* **TO BE DONE**
Only the lines from the one containing "Q: Point to the red rubber" through the end of the entries should be repeated, exactly as they appear, first and last included.

(A run of records)
________________

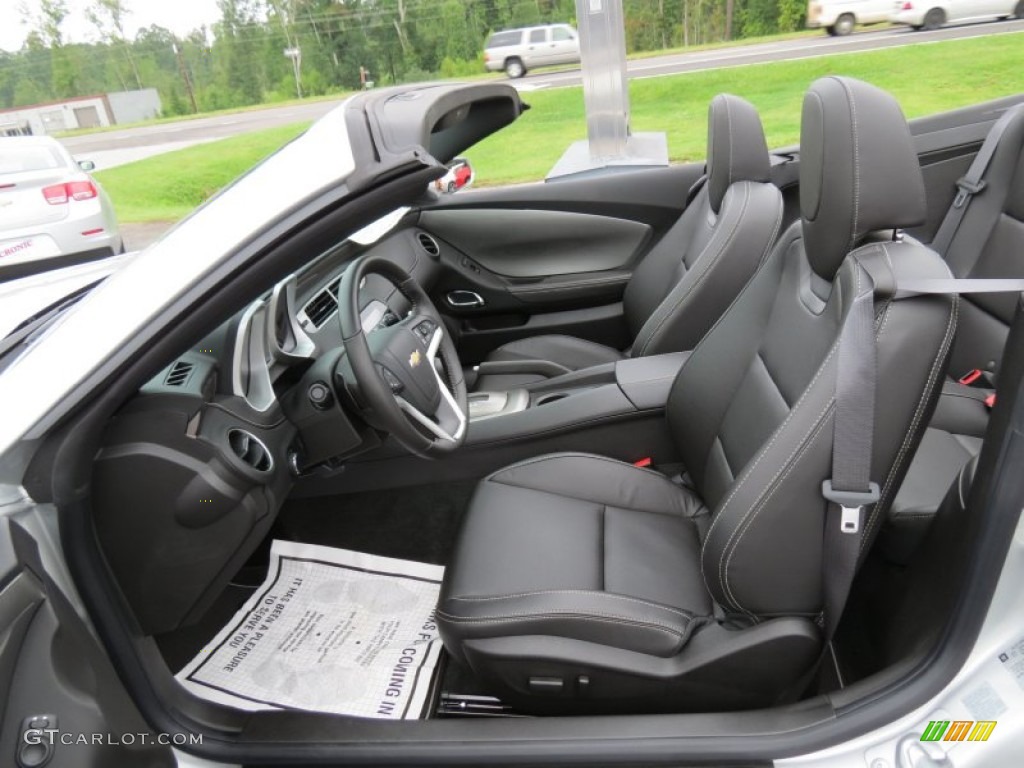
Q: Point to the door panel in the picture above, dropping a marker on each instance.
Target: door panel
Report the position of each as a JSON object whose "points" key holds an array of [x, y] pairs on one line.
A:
{"points": [[539, 244], [57, 688], [946, 144]]}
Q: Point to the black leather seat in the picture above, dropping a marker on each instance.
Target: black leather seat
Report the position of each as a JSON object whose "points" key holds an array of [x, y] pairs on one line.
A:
{"points": [[989, 243], [685, 283], [581, 584]]}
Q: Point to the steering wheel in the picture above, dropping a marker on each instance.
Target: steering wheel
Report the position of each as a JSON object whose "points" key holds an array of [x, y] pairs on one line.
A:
{"points": [[395, 368]]}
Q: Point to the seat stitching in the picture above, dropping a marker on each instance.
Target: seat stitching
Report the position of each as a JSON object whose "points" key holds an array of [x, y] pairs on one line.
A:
{"points": [[596, 457], [745, 473], [897, 464], [933, 377], [723, 580], [535, 593], [670, 312], [856, 161], [774, 485], [648, 511], [728, 129], [601, 617]]}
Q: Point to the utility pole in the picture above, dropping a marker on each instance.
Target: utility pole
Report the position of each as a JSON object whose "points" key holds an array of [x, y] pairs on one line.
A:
{"points": [[295, 54], [184, 76]]}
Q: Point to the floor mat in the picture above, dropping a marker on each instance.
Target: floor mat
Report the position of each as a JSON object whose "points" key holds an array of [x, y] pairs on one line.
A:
{"points": [[412, 523], [330, 630]]}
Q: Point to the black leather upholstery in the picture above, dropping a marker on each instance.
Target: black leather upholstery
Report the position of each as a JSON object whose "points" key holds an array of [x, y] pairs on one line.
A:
{"points": [[688, 279], [853, 179], [736, 147], [615, 564], [622, 585], [989, 243]]}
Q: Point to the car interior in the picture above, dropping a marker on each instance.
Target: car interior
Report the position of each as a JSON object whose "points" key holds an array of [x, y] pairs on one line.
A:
{"points": [[617, 439]]}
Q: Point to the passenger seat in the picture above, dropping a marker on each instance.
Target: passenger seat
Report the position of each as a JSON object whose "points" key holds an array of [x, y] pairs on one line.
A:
{"points": [[688, 280], [989, 243]]}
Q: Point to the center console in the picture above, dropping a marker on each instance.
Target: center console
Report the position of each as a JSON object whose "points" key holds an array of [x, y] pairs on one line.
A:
{"points": [[580, 397], [614, 410]]}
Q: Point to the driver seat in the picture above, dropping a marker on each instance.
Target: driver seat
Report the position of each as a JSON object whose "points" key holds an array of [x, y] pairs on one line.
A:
{"points": [[581, 584]]}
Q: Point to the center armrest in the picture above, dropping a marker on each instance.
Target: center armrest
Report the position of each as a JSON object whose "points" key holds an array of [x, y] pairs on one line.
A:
{"points": [[646, 381]]}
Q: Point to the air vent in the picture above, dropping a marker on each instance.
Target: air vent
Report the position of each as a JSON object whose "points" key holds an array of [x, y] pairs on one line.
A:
{"points": [[178, 374], [429, 245], [250, 450], [321, 307]]}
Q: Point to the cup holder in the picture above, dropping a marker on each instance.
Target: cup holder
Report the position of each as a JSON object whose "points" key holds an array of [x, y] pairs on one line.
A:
{"points": [[544, 399]]}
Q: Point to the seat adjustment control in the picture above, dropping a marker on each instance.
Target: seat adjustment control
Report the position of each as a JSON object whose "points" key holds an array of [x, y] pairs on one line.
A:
{"points": [[548, 685]]}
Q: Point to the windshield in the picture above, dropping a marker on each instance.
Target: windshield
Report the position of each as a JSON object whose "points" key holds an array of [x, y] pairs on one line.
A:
{"points": [[24, 335], [22, 159]]}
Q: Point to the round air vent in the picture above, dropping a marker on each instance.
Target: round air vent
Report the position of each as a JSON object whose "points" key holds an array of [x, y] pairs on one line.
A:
{"points": [[250, 450], [429, 245]]}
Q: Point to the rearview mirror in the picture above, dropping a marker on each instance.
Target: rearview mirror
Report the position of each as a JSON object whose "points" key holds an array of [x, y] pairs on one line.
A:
{"points": [[459, 176]]}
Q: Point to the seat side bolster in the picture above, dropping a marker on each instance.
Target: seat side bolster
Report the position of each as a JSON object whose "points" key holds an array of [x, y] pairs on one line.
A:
{"points": [[619, 621], [744, 232], [600, 480]]}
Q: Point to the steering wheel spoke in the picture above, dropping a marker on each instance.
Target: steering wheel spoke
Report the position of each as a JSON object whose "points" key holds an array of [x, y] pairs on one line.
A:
{"points": [[420, 401]]}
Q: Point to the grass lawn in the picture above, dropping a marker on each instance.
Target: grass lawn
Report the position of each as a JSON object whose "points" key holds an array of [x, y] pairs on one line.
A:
{"points": [[168, 186], [926, 78]]}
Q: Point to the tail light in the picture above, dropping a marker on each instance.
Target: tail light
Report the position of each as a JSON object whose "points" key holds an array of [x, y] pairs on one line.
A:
{"points": [[59, 194]]}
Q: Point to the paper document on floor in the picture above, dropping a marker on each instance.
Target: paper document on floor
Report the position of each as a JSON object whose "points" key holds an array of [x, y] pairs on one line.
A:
{"points": [[330, 630]]}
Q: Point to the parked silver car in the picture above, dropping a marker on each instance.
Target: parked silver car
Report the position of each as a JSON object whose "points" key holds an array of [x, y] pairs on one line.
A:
{"points": [[517, 51], [49, 205]]}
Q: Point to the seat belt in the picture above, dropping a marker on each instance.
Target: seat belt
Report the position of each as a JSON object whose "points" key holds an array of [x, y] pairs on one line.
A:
{"points": [[850, 489], [972, 183]]}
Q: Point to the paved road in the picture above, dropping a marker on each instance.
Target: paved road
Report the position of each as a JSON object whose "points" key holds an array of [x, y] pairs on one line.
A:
{"points": [[116, 147], [782, 50]]}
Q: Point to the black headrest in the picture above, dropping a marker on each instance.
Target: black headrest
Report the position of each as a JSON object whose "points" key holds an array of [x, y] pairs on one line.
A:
{"points": [[858, 169], [736, 146]]}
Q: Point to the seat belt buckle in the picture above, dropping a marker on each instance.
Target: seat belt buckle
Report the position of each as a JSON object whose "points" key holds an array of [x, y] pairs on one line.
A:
{"points": [[965, 189], [851, 503], [971, 377]]}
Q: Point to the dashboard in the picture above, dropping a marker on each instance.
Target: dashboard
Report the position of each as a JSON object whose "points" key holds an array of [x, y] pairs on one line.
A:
{"points": [[192, 472], [298, 321]]}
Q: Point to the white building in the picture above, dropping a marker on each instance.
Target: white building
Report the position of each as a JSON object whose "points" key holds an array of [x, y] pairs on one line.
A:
{"points": [[81, 112]]}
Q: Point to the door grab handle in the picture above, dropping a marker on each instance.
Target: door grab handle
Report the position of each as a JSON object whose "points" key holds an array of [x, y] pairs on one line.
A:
{"points": [[465, 299]]}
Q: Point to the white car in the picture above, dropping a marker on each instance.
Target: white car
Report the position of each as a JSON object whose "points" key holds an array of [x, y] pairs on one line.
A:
{"points": [[839, 17], [518, 51], [233, 466], [50, 207], [931, 14]]}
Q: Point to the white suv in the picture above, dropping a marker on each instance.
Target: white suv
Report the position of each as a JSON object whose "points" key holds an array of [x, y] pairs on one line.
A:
{"points": [[516, 51], [840, 16], [931, 14]]}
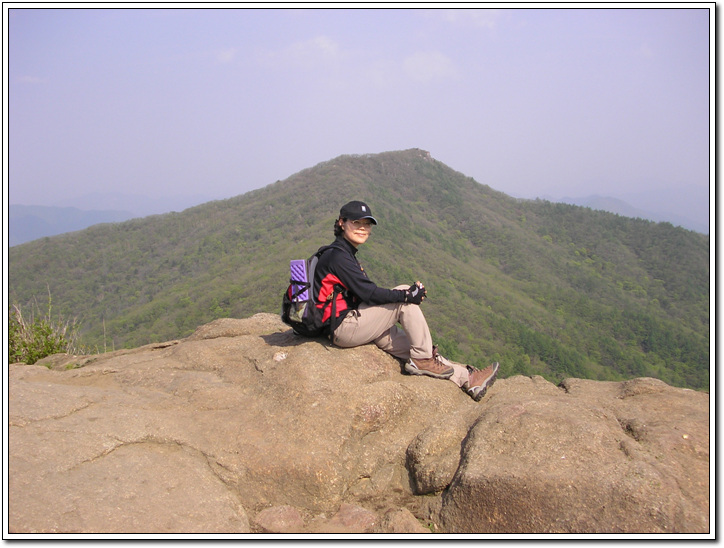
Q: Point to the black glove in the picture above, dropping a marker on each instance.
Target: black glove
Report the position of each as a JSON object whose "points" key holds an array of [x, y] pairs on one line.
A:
{"points": [[415, 294]]}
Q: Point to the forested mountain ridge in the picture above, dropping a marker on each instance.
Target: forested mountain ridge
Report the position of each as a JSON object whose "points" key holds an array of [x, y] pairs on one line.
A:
{"points": [[544, 288]]}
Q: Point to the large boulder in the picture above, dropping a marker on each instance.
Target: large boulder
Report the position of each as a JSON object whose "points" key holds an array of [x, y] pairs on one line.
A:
{"points": [[245, 427], [588, 457]]}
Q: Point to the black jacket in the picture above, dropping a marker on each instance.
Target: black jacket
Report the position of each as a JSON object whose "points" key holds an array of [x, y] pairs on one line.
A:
{"points": [[339, 265]]}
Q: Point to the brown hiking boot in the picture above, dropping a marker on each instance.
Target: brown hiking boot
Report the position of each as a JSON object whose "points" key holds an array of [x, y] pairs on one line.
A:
{"points": [[432, 367], [480, 381]]}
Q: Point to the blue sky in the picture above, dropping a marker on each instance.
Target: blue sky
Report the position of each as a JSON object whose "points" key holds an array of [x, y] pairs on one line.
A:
{"points": [[217, 102]]}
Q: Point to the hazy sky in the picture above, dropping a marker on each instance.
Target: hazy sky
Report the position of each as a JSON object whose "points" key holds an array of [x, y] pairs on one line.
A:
{"points": [[533, 102]]}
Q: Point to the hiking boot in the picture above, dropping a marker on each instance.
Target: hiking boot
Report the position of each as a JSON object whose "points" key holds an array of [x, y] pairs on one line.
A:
{"points": [[432, 367], [480, 381]]}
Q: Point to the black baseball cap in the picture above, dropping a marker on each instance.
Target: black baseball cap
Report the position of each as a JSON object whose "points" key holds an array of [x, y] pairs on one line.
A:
{"points": [[356, 210]]}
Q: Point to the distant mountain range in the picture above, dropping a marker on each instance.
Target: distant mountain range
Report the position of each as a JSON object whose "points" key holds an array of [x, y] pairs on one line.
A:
{"points": [[620, 207], [544, 288], [29, 223]]}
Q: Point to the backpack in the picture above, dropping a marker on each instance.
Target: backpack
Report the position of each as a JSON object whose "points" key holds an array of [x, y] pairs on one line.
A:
{"points": [[299, 305]]}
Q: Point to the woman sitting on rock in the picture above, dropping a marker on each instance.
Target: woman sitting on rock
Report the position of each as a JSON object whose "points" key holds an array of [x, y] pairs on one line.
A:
{"points": [[367, 313]]}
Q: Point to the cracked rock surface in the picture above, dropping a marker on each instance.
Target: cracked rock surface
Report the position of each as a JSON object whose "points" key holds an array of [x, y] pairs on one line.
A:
{"points": [[245, 428]]}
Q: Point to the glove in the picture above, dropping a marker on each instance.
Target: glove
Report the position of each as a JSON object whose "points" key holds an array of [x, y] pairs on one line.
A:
{"points": [[416, 293]]}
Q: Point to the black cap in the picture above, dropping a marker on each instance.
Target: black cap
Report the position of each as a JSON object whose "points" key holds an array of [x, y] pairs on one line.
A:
{"points": [[356, 210]]}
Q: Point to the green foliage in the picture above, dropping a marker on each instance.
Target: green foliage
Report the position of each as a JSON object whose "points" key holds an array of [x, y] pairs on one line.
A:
{"points": [[545, 289], [35, 337]]}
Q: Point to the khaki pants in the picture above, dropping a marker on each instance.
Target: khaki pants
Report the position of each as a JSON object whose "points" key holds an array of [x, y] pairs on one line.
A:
{"points": [[378, 324]]}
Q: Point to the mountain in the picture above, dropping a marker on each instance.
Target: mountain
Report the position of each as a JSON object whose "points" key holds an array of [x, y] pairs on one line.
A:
{"points": [[30, 222], [621, 207], [27, 223], [544, 288]]}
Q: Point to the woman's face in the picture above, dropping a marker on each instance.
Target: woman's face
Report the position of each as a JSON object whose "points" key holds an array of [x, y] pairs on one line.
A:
{"points": [[356, 232]]}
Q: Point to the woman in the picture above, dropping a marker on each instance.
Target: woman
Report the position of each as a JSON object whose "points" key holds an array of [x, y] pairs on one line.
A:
{"points": [[368, 313]]}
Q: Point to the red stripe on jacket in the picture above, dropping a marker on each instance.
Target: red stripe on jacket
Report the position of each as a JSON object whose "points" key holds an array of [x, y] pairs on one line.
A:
{"points": [[328, 283]]}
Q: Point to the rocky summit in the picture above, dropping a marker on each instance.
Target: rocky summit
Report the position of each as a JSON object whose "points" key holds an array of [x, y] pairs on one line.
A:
{"points": [[244, 427]]}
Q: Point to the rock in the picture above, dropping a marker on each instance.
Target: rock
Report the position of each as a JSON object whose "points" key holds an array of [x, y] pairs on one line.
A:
{"points": [[280, 519], [245, 427], [593, 457], [400, 521]]}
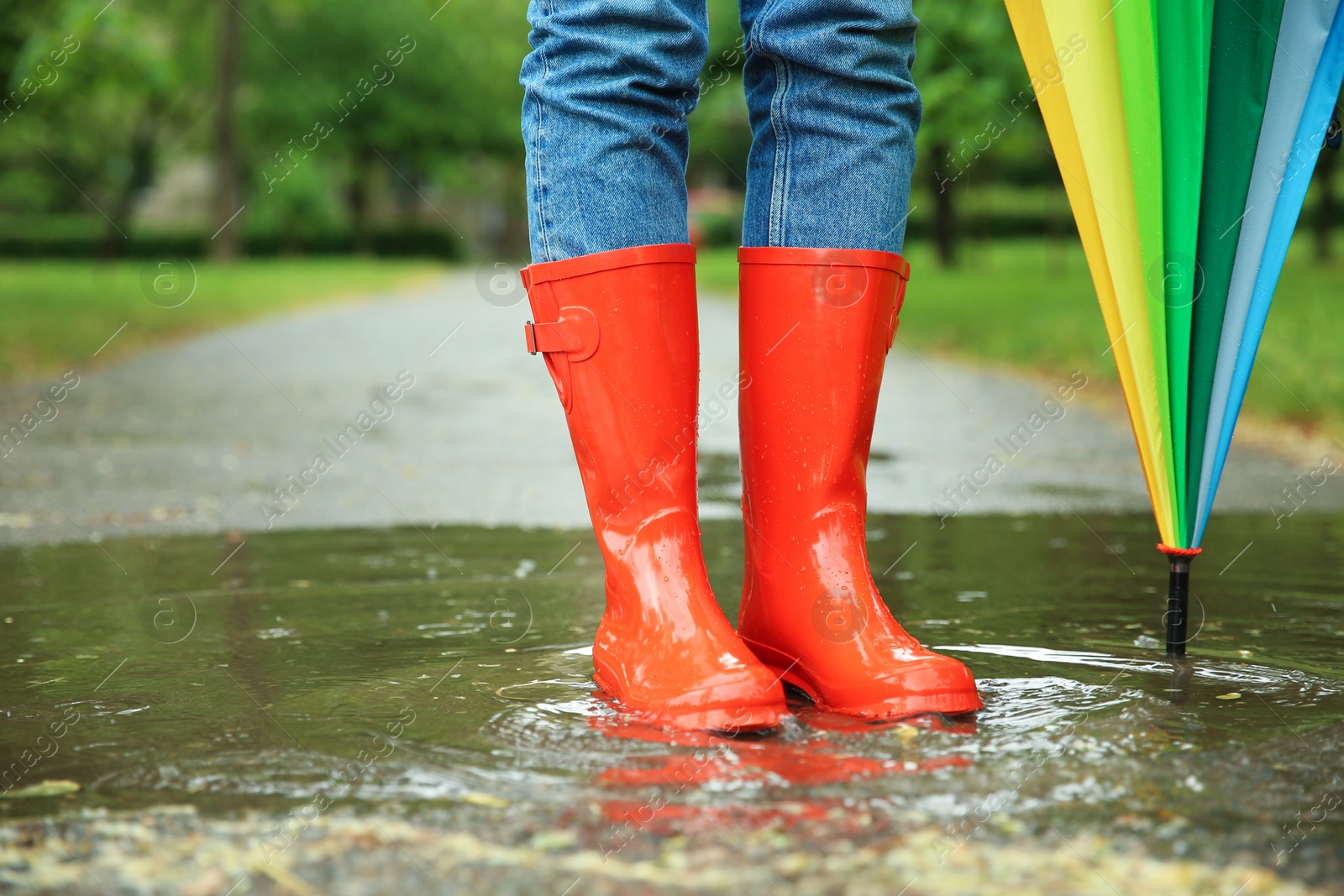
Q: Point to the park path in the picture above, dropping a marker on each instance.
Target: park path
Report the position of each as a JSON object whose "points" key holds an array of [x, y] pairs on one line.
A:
{"points": [[195, 437]]}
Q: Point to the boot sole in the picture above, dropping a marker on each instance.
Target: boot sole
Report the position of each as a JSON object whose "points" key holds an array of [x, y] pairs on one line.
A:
{"points": [[952, 703], [727, 719]]}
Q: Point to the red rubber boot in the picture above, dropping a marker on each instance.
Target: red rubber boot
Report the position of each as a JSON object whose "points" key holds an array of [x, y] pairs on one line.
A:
{"points": [[618, 332], [816, 328]]}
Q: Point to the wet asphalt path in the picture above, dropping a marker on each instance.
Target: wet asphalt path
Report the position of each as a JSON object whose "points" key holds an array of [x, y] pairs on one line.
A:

________________

* **OUTPUT FOR THIS EXERCISE**
Q: Point to the red rubber boot in the picture above, dropping a marker on each instance.
Target: red rubber boot
Report the position of each as a JSON object whose "points" key holds an array of [x, y] pairs on one line.
A:
{"points": [[618, 332], [816, 328]]}
Q: Point to the wet asphalt path in the picture above, dropping a marker on each instance.
Target: wet asphalt path
Report the position of each as a JSON object whose "points" key holds an array of [x, y] pairs on one line.
A:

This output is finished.